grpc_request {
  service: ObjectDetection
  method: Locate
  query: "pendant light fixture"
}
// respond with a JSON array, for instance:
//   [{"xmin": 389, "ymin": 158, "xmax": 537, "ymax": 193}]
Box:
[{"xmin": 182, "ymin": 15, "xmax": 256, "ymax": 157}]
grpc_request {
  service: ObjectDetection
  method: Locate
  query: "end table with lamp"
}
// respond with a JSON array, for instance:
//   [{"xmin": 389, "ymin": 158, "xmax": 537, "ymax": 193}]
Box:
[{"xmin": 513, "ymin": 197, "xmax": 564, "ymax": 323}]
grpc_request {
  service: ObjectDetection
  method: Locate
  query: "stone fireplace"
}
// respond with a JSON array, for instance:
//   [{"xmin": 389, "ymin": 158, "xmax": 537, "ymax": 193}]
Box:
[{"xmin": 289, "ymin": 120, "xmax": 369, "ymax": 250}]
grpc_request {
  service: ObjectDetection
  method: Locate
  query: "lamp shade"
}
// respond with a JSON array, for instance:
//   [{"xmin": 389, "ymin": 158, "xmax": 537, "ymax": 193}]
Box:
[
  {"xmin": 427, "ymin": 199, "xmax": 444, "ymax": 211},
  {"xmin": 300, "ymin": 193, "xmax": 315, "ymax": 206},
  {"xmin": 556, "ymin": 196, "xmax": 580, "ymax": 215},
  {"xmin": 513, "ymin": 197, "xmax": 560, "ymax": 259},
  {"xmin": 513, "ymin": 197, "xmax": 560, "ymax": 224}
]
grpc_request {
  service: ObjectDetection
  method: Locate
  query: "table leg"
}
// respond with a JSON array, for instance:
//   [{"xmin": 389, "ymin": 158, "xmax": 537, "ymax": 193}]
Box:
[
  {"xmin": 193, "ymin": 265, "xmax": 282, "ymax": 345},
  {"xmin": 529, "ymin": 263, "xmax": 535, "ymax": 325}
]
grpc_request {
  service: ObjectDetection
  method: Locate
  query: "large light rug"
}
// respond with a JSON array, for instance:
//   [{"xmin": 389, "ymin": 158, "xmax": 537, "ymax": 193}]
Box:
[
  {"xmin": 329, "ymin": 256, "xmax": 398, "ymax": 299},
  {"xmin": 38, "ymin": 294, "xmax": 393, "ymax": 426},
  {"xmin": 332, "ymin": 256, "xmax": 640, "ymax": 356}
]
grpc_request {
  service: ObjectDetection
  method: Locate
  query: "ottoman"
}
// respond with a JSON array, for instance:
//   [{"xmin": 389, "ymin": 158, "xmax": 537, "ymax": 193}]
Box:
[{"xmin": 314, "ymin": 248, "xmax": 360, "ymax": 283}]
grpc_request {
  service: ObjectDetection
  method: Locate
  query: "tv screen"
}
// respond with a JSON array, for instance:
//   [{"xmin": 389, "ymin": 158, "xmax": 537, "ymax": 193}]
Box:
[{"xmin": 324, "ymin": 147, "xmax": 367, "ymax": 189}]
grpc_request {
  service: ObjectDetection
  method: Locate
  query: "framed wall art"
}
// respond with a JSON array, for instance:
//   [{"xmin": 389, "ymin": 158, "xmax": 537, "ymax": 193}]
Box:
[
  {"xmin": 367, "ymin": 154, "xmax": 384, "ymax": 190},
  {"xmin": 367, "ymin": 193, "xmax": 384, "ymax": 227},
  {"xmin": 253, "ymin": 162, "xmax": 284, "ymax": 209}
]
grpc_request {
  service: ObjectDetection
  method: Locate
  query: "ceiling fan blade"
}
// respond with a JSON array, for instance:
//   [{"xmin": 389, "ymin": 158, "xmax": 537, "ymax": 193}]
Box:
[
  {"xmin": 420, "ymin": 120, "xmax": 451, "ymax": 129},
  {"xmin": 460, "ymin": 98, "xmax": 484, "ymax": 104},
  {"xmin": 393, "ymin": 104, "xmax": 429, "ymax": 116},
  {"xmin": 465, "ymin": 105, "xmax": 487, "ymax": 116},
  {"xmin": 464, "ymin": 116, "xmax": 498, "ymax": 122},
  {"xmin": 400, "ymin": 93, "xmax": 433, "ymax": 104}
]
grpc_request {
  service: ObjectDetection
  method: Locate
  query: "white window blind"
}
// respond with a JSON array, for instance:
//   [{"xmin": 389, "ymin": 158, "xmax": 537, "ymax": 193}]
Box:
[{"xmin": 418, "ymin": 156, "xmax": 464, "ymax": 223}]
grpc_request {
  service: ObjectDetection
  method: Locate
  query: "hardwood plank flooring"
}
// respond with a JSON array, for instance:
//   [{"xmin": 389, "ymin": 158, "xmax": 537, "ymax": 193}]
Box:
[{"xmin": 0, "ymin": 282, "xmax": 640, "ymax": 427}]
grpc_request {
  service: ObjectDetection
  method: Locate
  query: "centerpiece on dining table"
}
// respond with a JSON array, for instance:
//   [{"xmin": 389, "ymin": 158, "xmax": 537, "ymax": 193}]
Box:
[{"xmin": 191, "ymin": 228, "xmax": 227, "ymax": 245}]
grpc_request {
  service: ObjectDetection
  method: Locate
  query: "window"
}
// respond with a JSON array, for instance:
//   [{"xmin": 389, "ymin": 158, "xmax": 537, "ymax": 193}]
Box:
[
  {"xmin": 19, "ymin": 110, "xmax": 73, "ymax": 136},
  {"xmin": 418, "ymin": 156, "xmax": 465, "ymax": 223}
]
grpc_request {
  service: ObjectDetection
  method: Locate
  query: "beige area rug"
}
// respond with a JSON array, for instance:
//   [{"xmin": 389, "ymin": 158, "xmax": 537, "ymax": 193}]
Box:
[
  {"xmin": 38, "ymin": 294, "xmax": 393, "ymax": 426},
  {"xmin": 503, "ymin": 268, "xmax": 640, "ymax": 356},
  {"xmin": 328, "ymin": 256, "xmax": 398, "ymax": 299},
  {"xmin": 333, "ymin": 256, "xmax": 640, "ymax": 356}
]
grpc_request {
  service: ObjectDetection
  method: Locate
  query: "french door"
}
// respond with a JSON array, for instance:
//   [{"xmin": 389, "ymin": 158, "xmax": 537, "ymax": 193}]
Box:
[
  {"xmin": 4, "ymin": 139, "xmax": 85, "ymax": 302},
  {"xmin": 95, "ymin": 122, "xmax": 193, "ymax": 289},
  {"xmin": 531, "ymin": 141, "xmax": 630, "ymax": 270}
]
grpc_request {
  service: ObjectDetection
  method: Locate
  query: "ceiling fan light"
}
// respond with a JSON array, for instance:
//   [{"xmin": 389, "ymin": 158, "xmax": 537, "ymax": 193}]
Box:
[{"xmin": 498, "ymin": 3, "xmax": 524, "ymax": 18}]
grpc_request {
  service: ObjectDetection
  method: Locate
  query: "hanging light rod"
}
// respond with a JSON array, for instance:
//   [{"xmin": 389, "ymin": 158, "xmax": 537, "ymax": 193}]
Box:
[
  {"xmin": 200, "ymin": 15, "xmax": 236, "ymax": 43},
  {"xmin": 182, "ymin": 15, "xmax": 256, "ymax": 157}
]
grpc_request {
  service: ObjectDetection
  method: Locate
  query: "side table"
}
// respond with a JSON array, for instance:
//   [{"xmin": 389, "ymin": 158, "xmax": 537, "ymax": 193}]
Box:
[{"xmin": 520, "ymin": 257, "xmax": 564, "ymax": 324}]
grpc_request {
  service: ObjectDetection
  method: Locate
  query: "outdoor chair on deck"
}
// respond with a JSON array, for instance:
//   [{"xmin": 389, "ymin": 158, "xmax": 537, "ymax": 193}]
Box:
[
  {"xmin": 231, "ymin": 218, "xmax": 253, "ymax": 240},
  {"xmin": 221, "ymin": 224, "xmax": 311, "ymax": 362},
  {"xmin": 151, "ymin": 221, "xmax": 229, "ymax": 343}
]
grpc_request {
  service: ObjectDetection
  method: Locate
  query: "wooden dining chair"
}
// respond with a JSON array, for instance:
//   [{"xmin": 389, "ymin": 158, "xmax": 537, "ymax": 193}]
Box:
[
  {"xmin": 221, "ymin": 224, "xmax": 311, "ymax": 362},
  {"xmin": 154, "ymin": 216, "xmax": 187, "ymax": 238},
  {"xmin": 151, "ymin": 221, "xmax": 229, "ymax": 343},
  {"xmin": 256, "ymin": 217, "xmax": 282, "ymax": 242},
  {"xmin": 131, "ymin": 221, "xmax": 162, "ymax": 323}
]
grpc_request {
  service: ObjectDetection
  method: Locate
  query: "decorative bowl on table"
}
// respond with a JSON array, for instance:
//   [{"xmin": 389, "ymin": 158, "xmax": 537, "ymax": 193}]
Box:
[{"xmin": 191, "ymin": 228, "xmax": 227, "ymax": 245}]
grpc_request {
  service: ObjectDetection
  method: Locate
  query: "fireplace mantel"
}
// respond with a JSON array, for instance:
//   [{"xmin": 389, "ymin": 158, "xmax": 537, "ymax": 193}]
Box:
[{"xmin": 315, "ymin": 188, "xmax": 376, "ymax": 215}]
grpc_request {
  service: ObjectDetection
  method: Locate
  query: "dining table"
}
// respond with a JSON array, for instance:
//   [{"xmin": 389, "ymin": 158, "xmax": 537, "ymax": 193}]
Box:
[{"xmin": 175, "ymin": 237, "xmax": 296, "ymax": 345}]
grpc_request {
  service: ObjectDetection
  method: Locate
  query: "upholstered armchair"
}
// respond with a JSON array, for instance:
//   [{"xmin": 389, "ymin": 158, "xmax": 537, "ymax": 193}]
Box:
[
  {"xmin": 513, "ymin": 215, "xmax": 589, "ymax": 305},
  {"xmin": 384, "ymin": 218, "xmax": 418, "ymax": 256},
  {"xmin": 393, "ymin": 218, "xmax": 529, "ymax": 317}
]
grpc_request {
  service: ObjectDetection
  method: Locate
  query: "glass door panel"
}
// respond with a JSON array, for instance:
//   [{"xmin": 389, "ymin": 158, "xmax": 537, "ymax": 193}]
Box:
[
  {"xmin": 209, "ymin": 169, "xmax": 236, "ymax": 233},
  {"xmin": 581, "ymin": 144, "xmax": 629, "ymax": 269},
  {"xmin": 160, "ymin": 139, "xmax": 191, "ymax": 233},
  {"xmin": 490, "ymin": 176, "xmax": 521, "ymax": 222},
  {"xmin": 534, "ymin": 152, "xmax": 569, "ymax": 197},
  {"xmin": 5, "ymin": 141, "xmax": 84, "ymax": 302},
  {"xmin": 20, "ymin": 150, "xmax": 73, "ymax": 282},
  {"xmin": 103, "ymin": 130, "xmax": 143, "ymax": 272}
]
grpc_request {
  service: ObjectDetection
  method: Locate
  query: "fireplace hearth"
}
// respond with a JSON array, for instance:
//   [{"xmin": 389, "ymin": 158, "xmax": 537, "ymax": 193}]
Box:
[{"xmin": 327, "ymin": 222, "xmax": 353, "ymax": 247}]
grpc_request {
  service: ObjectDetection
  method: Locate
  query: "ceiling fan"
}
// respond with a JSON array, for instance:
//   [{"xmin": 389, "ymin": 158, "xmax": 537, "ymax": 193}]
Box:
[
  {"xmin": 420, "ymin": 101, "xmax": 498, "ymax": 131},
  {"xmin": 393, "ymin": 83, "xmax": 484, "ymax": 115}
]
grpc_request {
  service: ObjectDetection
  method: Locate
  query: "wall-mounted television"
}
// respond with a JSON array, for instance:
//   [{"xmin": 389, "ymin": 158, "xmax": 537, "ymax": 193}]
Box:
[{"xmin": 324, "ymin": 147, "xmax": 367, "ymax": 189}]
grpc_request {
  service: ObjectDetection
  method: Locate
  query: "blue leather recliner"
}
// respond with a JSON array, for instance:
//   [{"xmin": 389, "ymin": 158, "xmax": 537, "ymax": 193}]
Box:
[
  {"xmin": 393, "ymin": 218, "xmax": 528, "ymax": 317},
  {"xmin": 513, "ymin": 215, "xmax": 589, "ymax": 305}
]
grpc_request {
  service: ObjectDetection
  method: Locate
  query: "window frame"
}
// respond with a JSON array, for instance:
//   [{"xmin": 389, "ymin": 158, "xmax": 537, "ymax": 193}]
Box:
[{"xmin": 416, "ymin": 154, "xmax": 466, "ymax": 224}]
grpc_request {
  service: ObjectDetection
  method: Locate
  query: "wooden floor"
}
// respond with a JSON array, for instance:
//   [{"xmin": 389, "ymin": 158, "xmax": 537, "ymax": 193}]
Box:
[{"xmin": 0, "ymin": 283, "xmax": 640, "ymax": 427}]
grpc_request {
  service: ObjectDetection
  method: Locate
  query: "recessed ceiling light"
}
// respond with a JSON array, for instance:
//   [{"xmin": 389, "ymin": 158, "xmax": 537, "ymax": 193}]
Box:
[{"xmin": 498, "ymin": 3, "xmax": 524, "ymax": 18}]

◆ ◆ ◆

- _Request_: Pull out every line of the rows above that contains the string "window", matching case exactly.

- _Solution to the exercise_:
  query: "white window blind"
  query: "window"
  query: "window frame"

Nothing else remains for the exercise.